# [Aim 1]
List the usernames of everyone who posted in the Hilton Marbrisa thread, each name once.

# [Text]

— Begin —

# Hilton Marbrisa Questions



## worknout777 (Feb 22, 2013)

Hello-

   We are staying at the Hilton Marbrisa in September (We recently just stayed there in a 2 bedroom Plus) and enjoyed it.  
   Has anyone here stayed in a Premium 2 bedroom?  Do you know if the second bedroom has a pullout couch like the regular 2 bedroom?  
   Do you know if the new section by the Big Main pool has any of the premium rooms? 

Also, are babies considered children?  The max occupancy for this unit is 6 but do babies count?

Thanks so much!
Laurie


----------



## Dmove (Feb 22, 2013)

Hello,

I stayed in the 2 bedroom premium last summer and it has a pull out bed in the living room.  The unit we had was right next to the pool and club room.

Costco and the Carlsbad outlet mall is right down the street and not to mention we were able to see Legoland from the balcony.

Cheers,
Doug


----------



## oneohana (Feb 22, 2013)

We stayed in the new section in a 1 bedroom top floor. It doesn't seem like they would have premium in this phase unless they consider a pool view premium and upscale the unit's furnishings.


----------



## SmithOp (Feb 22, 2013)

Sometimes the top floors have better view and high ceilings and you have no overhead neighbors that make it premium.

As far as head count goes, it's best to keep it on the down low.  When you check in don't crowd the small office with kids and be obvious, one extra baby is not a big deal.  That does not give one license to fill the bedrooms with adults and turn the living room into a kids slumber party, remember there is an owner paying for the wear and tear, just like you do at your home resort.  If you ask they will strictly uphold the occupancy limits.

I've stayed in the 3 br on the lower hillside last summer, the new buildings and pool construction weren't finished, is it open now?


----------



## Pronkster (Feb 22, 2013)

Have a reservation in July at Marbrisa.   Been a while since I stayed there, is there more than one pool now?  And how many buildings are there?


----------



## workshy (Feb 22, 2013)

I spoke with a reservation agent from Grand Pacific Resorts who confirmed that a new pool is now open at Marbrisa. We are staying there in August. However, I haven't seen pictures of the new pool online.


----------



## worknout777 (Feb 22, 2013)

We stayed there last month.  The new pool is open as is AWESOME!  They have 1 heated and 1 not.  Also the spas are huge!  

  We booked the premium 2 bedroom and we're hoping to get the new area by the new pool.  I looked at the 3 bedroom floor plan and it is awful!  The masterbath is so small like a normal hotel room, otherwise we would have booked the 3 bedrooms.

  All of the units with the exception of the new area only have stairs.  The new area has an elevator.  It was horrible walking up and down the stairs in the rain with all the baby stuff we had.


----------



## presley (Feb 22, 2013)

worknout777 said:


> We stayed there last month.  The new pool is open as is AWESOME!  They have 1 heated and 1 not.  Also the spas are huge!

— End —

# [Data provided]
— Begin —

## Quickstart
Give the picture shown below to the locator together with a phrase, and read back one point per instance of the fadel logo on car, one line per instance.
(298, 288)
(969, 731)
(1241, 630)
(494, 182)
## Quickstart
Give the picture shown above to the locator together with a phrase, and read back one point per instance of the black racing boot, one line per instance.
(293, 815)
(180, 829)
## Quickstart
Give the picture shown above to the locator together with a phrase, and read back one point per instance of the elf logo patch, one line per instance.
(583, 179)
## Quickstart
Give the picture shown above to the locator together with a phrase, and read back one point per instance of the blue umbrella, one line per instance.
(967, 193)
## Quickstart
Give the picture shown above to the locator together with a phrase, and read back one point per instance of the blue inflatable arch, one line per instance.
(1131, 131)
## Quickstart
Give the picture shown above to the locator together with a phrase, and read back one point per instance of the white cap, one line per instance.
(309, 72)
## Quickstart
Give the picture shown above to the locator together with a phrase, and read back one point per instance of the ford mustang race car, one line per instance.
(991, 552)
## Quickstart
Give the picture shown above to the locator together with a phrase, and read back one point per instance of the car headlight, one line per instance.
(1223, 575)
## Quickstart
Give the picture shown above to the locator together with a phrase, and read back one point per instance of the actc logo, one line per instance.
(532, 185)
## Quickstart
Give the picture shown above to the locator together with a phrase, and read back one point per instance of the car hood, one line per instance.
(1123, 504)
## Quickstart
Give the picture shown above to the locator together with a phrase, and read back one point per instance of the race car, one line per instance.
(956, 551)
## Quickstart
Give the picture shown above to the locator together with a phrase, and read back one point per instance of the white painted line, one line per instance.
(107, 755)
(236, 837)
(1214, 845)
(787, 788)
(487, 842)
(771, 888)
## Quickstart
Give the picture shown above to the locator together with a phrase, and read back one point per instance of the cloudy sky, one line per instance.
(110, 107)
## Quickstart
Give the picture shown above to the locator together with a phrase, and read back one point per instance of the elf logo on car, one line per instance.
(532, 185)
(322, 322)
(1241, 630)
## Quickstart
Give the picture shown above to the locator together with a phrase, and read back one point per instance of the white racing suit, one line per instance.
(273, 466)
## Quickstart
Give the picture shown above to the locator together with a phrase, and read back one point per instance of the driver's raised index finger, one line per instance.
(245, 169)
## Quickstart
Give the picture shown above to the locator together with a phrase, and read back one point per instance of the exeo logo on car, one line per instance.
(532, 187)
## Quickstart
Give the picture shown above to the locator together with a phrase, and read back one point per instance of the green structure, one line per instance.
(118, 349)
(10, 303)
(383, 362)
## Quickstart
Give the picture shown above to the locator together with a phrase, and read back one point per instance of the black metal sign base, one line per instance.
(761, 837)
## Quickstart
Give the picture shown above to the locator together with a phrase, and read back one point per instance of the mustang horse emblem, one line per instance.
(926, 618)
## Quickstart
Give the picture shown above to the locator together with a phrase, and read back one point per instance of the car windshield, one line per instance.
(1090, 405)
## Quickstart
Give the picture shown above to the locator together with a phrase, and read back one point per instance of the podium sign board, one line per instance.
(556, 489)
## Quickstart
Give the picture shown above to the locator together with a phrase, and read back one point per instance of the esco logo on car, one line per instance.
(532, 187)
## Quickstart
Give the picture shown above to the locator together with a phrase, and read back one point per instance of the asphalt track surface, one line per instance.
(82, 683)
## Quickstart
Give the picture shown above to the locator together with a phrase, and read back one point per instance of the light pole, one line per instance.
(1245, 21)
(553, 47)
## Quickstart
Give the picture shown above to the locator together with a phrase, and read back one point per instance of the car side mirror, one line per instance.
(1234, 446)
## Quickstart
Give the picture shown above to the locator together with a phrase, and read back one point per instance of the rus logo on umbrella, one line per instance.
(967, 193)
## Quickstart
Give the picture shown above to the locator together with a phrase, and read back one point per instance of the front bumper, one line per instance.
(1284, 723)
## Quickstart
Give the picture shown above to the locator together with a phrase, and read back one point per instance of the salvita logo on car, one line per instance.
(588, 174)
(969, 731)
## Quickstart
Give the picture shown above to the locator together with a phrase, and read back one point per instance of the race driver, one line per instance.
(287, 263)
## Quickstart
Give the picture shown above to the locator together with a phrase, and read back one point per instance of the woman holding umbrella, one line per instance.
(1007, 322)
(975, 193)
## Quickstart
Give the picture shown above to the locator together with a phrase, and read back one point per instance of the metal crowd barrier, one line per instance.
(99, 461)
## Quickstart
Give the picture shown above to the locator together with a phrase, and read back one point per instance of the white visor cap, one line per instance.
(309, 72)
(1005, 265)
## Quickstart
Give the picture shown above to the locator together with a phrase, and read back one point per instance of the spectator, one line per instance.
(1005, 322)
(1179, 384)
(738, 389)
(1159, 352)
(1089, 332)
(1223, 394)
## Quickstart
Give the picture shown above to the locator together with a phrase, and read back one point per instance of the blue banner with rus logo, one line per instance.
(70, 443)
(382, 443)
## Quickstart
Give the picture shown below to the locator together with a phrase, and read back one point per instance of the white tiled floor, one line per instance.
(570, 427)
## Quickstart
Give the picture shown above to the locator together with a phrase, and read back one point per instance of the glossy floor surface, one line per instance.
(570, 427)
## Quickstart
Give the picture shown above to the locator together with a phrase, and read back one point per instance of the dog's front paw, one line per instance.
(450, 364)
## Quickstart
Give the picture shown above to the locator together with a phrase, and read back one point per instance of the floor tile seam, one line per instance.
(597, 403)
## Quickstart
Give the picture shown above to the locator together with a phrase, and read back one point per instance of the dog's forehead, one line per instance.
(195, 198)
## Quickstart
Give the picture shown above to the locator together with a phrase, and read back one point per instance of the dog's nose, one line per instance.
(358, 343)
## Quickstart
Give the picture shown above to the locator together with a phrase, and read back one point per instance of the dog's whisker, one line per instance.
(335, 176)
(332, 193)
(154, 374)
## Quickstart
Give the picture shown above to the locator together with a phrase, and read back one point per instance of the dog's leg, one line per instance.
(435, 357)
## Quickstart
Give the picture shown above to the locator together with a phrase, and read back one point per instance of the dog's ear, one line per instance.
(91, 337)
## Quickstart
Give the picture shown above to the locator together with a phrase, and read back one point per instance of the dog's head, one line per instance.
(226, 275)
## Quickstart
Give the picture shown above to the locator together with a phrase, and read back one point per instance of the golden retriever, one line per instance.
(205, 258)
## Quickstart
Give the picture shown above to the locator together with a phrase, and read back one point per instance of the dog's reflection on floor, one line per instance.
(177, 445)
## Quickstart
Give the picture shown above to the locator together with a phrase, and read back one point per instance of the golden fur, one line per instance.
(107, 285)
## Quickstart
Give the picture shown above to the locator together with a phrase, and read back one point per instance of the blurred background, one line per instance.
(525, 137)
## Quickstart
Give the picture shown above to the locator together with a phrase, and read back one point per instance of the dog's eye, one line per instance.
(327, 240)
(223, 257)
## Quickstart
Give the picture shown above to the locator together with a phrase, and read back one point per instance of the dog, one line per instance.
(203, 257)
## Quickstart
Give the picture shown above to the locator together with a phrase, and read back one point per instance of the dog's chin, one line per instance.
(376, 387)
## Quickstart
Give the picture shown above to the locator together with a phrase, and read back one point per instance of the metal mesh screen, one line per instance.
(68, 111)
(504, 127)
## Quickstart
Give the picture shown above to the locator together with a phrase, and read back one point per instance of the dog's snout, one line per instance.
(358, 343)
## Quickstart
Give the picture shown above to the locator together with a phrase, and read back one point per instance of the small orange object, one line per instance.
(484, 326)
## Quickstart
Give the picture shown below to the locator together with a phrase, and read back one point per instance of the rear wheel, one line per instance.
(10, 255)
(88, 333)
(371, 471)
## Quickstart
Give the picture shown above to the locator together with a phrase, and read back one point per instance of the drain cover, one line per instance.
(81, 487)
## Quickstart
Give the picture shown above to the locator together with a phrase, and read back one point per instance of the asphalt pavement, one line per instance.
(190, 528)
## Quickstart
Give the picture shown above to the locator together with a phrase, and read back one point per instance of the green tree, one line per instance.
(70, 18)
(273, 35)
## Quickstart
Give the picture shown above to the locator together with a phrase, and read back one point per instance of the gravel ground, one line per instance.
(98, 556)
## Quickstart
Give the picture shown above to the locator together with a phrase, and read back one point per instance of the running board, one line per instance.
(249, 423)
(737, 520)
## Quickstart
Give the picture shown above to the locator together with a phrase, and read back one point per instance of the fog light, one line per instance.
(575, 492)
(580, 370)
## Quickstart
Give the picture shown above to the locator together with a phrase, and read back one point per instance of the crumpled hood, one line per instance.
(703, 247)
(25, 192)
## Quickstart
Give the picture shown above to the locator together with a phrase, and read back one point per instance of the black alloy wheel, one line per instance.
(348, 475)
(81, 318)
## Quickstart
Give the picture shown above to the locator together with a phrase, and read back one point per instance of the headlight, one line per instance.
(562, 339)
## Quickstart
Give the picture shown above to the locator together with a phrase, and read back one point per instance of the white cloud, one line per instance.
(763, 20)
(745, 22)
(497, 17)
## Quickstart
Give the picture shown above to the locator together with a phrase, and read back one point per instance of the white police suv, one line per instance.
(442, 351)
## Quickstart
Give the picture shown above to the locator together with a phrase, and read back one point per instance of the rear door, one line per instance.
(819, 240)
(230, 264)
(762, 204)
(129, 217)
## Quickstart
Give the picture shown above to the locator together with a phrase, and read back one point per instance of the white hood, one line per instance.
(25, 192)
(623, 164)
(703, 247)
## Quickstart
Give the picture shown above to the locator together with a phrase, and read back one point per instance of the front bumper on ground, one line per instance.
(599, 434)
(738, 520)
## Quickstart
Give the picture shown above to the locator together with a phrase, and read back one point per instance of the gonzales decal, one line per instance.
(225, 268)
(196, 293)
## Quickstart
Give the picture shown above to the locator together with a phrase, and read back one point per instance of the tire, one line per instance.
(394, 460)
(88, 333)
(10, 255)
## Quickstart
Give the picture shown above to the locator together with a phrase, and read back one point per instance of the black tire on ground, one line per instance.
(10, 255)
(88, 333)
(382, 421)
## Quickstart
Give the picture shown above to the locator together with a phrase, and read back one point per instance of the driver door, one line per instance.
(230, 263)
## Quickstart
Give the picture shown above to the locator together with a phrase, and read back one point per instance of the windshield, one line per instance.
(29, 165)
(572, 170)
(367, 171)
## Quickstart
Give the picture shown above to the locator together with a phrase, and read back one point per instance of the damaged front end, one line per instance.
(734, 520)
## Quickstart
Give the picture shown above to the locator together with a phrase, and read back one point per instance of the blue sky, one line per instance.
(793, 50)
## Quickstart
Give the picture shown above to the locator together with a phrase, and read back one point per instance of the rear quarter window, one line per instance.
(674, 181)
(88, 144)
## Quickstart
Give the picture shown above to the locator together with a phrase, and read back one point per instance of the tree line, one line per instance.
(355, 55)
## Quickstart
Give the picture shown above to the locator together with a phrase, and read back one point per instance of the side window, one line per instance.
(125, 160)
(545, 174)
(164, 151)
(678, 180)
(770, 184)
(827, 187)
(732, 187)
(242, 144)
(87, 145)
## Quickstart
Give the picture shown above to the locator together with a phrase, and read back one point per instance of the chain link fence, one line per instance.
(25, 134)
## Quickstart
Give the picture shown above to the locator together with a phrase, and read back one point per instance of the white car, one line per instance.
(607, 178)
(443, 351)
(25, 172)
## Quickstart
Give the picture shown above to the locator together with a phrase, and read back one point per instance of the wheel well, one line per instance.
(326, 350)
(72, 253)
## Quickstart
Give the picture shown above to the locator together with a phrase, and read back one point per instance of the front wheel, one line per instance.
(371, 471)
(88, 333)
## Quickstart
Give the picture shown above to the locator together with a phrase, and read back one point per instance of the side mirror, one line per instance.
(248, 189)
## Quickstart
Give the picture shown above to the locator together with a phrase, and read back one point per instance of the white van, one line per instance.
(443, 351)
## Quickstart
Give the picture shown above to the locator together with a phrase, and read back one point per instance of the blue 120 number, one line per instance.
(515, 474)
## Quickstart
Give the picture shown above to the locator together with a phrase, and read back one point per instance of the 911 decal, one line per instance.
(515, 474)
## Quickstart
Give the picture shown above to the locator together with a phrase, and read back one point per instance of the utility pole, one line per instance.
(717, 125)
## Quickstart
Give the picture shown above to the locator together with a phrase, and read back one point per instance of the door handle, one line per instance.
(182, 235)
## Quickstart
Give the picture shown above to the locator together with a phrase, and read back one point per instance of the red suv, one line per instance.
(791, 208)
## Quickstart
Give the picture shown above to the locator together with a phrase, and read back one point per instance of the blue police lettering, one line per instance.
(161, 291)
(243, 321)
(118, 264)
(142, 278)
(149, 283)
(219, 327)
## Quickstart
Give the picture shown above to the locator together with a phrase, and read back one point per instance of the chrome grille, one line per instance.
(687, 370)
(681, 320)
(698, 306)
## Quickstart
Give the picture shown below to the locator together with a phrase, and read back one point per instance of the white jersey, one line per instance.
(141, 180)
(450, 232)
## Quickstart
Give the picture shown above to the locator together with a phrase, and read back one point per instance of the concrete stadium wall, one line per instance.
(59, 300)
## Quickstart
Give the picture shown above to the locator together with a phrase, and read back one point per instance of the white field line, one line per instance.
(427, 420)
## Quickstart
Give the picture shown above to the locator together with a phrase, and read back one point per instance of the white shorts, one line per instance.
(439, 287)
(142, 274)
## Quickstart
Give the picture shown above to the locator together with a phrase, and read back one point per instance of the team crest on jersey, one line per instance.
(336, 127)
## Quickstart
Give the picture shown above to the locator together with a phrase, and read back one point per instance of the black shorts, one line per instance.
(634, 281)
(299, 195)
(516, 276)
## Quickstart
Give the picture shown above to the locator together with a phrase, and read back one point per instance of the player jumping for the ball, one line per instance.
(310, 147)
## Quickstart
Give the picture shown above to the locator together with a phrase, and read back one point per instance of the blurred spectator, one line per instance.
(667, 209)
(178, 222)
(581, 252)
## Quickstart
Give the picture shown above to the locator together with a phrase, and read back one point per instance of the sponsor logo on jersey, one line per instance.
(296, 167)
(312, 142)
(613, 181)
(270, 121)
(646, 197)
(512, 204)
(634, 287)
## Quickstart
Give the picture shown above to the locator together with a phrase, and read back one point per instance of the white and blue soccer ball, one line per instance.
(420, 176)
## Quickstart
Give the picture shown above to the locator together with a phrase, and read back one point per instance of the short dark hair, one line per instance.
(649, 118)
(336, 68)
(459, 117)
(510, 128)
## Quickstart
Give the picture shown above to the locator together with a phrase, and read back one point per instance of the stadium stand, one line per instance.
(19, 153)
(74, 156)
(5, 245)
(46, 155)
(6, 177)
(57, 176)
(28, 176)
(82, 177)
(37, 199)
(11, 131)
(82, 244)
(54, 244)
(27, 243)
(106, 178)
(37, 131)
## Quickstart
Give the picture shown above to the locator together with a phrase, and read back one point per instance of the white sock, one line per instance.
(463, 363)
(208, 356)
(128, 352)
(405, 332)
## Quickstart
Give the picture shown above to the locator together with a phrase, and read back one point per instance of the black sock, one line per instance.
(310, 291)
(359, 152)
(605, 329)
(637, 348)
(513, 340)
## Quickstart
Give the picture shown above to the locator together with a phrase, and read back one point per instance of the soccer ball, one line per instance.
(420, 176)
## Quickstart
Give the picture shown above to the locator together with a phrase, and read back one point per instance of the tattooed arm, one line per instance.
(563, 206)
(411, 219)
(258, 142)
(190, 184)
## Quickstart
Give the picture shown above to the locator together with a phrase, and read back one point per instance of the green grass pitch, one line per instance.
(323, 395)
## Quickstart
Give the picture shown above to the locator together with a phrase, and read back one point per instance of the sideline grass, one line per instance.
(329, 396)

— End —

# [Aim 2]
Revise the records from their first line up to and including the line with "(1131, 131)", replacing "locator" with "pointing tool" and leaving everything else unchanged. Return only those lines.

# [Written reply 1]
worknout777
Dmove
oneohana
SmithOp
Pronkster
workshy
presley

# [Written reply 2]
## Quickstart
Give the picture shown below to the pointing tool together with a phrase, and read back one point per instance of the fadel logo on car, one line per instance.
(298, 288)
(969, 731)
(1241, 630)
(494, 182)
## Quickstart
Give the picture shown above to the pointing tool together with a phrase, and read back one point per instance of the black racing boot, one line per instance.
(293, 815)
(180, 829)
## Quickstart
Give the picture shown above to the pointing tool together with a phrase, and read back one point per instance of the elf logo patch, one line per instance.
(583, 179)
## Quickstart
Give the picture shown above to the pointing tool together with a phrase, and read back one point per instance of the blue umbrella, one line per instance.
(967, 193)
## Quickstart
Give the picture shown above to the pointing tool together with a phrase, and read back one point per instance of the blue inflatable arch, one line per instance.
(1131, 131)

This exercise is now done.